___ Auszug

Depressive Stimmungen
Die Beschwerden machen tendenziell depressiv, wie eine Untersuchung an 20 Spitälern in den USA zeigt. Dort müssen doppelt so vielen Patienten mit Long Covid Antidepressiva verschrieben werden als Personen, die an Covid erkrankt sind und sich schnell erholen. Mit Long Covid steigen depressive Verstimmung signifikant an. Vor der drastischen Folge - einem Suizid - warnen nun sogar US-Mediziner.
Long Covid und Selbstmordgedanken
"Ich bin mir sicher, dass Covid mit Selbstmordgedanken, Selbstmordversuchen, Selbstmordplänen und dem Risiko eines Selbstmordtodes in Verbindung gebracht werden kann. Wir haben nur einfach noch keine epidemiologischen Daten, die das bestätigen“, so Leo Sher, Psychiater am Mount Sinai Health System in New York.
Tatsächlich gibt es keine Daten zur Suizidhäufigkeit von Long-Covid-Patienten. Mehrere Wissenschaftler von Organisationen, darunter die US-amerikanischen National Institutes of Health und die britische Datenerfassungsbehörde, beginnen nun aber damit, einen möglichen Zusammenhang zu untersuchen, nachdem es Hinweise auf vermehrte Fälle von Depressionen und Selbstmordgedanken bei Menschen mit Long Covid sowie eine wachsende Zahl bekannter Todesfälle gegeben hat.

______
___ Ausgewählte Daten

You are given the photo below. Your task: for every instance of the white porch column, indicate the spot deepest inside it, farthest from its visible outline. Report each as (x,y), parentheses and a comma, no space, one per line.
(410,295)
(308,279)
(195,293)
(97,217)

______

Verständnis prüfen.
1) Wo arbeitet laut dem Auszug über Long Covid der Psychiater Leo Sher?
2) Gib aus dem Auszug über Long Covid den Wortlaut von „Depressive Stimmungen“ bis „nun sogar US-Mediziner.“ unverändert wieder.
Die Zeilen werden hier nicht gebraucht.

Ergebnisse der Aufgaben.
1) Am Mount Sinai Health System in New York.

2)
Depressive Stimmungen
Die Beschwerden machen tendenziell depressiv, wie eine Untersuchung an 20 Spitälern in den USA zeigt. Dort müssen doppelt so vielen Patienten mit Long Covid Antidepressiva verschrieben werden als Personen, die an Covid erkrankt sind und sich schnell erholen. Mit Long Covid steigen depressive Verstimmung signifikant an. Vor der drastischen Folge - einem Suizid - warnen nun sogar US-Mediziner.